Work request = From the first entry to the last, copy everything exactly except the pictures.

━━━━━━━━━━━━━━━━━━━━━━━━━━━━━━

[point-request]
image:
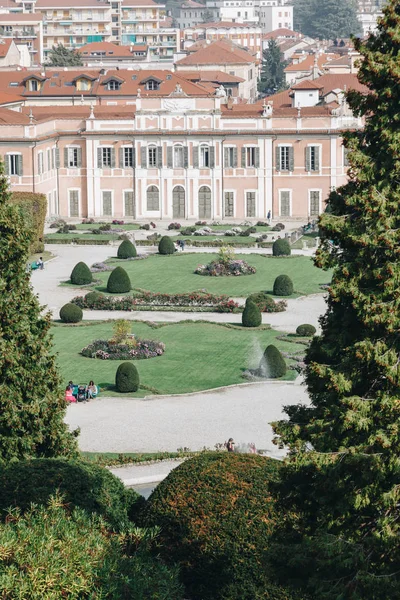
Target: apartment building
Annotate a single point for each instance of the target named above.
(181, 156)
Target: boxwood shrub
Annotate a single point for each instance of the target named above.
(216, 515)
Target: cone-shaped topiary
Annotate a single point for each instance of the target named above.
(272, 363)
(127, 378)
(71, 313)
(118, 282)
(81, 274)
(166, 245)
(251, 316)
(281, 248)
(126, 250)
(283, 286)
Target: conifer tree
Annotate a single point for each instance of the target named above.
(32, 405)
(341, 485)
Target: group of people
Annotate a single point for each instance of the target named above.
(80, 393)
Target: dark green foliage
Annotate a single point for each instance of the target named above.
(216, 515)
(326, 20)
(118, 282)
(71, 313)
(306, 330)
(166, 245)
(32, 405)
(272, 364)
(251, 316)
(126, 250)
(81, 274)
(283, 286)
(281, 248)
(82, 484)
(127, 378)
(272, 77)
(343, 526)
(55, 553)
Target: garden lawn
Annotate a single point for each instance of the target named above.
(198, 356)
(174, 274)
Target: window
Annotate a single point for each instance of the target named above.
(14, 164)
(153, 198)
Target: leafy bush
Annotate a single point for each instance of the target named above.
(251, 316)
(71, 313)
(283, 286)
(272, 363)
(118, 282)
(126, 250)
(81, 274)
(166, 245)
(306, 330)
(55, 553)
(217, 515)
(82, 484)
(127, 378)
(281, 248)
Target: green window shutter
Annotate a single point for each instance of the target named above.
(291, 159)
(212, 157)
(308, 158)
(195, 157)
(243, 158)
(169, 157)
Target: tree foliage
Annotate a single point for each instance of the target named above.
(59, 56)
(326, 19)
(272, 78)
(343, 520)
(32, 405)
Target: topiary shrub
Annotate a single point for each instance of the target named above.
(272, 363)
(82, 484)
(216, 515)
(81, 274)
(118, 282)
(166, 245)
(126, 250)
(306, 330)
(71, 313)
(127, 378)
(281, 248)
(251, 316)
(283, 286)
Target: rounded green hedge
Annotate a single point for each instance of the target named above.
(118, 281)
(127, 378)
(81, 274)
(126, 250)
(71, 313)
(166, 245)
(82, 484)
(272, 363)
(283, 286)
(306, 330)
(251, 316)
(216, 515)
(281, 248)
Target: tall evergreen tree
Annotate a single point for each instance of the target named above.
(32, 405)
(272, 78)
(341, 485)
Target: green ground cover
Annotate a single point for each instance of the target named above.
(175, 274)
(198, 356)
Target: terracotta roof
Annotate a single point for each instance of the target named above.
(218, 53)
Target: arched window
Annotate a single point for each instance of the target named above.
(153, 198)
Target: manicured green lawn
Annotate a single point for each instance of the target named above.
(198, 356)
(175, 274)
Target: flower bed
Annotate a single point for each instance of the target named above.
(152, 299)
(135, 349)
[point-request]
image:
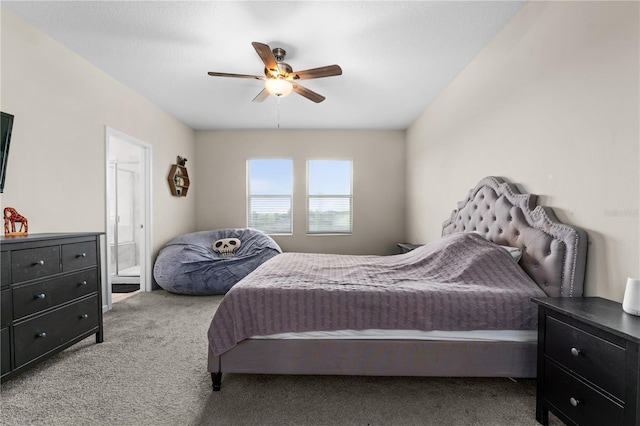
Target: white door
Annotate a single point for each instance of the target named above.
(128, 214)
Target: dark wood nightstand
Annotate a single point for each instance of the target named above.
(588, 362)
(406, 247)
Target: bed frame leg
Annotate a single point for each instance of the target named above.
(216, 379)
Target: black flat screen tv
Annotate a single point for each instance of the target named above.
(7, 125)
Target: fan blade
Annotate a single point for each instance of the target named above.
(264, 51)
(328, 71)
(309, 94)
(225, 74)
(261, 96)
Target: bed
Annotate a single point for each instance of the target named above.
(459, 306)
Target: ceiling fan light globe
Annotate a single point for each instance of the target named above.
(278, 87)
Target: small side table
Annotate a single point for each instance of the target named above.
(406, 247)
(588, 362)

━━━━━━━━━━━━━━━━━━━━━━━━━━━━━━

Your response =
[point-request]
image:
Target: apartment building
Annotate a single point for each instance of the target named above.
(181, 156)
Target: boxwood shrub
Annotate a single point for each instance of the target named above.
(216, 515)
Target: cone-shaped topiary
Annotate a single point for each instance of the target named above.
(272, 363)
(127, 378)
(71, 313)
(118, 282)
(81, 274)
(166, 245)
(251, 316)
(281, 248)
(126, 250)
(283, 286)
Target: conifer tree
Annotate a single point for each instance of the target named above.
(32, 405)
(341, 485)
Target: group of people
Annotate a single point for each instance of the target named above.
(80, 393)
Target: dark green foliage
Annotate a single point for each instance of the target named above.
(216, 515)
(326, 20)
(118, 282)
(71, 313)
(306, 330)
(166, 245)
(32, 405)
(272, 364)
(251, 316)
(126, 250)
(81, 274)
(283, 286)
(281, 248)
(82, 484)
(127, 378)
(272, 77)
(343, 526)
(55, 553)
Target: garden lawn
Annotate a single point for each instance of the target named above.
(198, 356)
(174, 274)
Target: window
Annotate a single point for each instance of the target named above.
(14, 164)
(153, 198)
Target: leafy bush
Annotate a single point for each instance of the target named above.
(251, 316)
(71, 313)
(283, 286)
(272, 363)
(118, 282)
(126, 250)
(81, 274)
(166, 245)
(306, 330)
(55, 553)
(217, 515)
(82, 484)
(127, 378)
(281, 248)
Target: green window shutter
Annotate a single point for each instance of the target named above.
(291, 159)
(212, 157)
(308, 158)
(195, 157)
(243, 158)
(169, 157)
Target: tree foliage
Annotate a single point for each instance of the target named above.
(59, 56)
(326, 19)
(272, 78)
(343, 520)
(32, 405)
Target: topiary shrub
Annotate a single point for each instance of the target named above.
(272, 363)
(82, 484)
(216, 515)
(81, 274)
(118, 282)
(166, 245)
(126, 250)
(306, 330)
(71, 313)
(127, 378)
(281, 248)
(251, 316)
(283, 286)
Target: rounded green hedge
Annotate a single point for each instance of the target named above.
(118, 281)
(127, 378)
(81, 274)
(126, 250)
(71, 313)
(166, 245)
(82, 484)
(272, 363)
(283, 286)
(306, 330)
(251, 316)
(216, 515)
(281, 248)
Target: tall evergreen tree
Annotate a single point for each instance of the target named above.
(32, 405)
(272, 78)
(341, 485)
Target: green ground cover
Annotate a single point for each instance of the target named above.
(175, 274)
(198, 356)
Target: terracotta roof
Annotate a single point for each instance of the target named above.
(218, 53)
Target: arched window
Annotate a single point for each instance of the target named above.
(153, 198)
Target: manicured green lawn
Annotate a single point for each instance of the target named above.
(198, 356)
(175, 274)
Target: flower bed
Annotate a single point for each instance of the target named above.
(152, 299)
(135, 349)
[point-request]
image:
Target: white door
Annotate a single point for each instance of the target named above.
(128, 214)
Target: dark wood nightstand
Annotate a single point for each instance of the target named above.
(588, 362)
(406, 247)
Target: bed frame leg
Annotate a single point for each instance of the target named above.
(216, 379)
Target: black flat screen tv
Annotate a single point for each instance of the target named above.
(7, 125)
Target: fan blade
Annotate a single point for each instance of the target named above.
(264, 51)
(328, 71)
(309, 94)
(225, 74)
(261, 96)
Target: bed
Annotate a single point for each instance of the target named above.
(459, 306)
Target: ceiling fan light globe
Annotate a single point for each instance of the target named above.
(278, 87)
Target: small side table
Annotate a single point for each instance of the target named above.
(406, 247)
(588, 362)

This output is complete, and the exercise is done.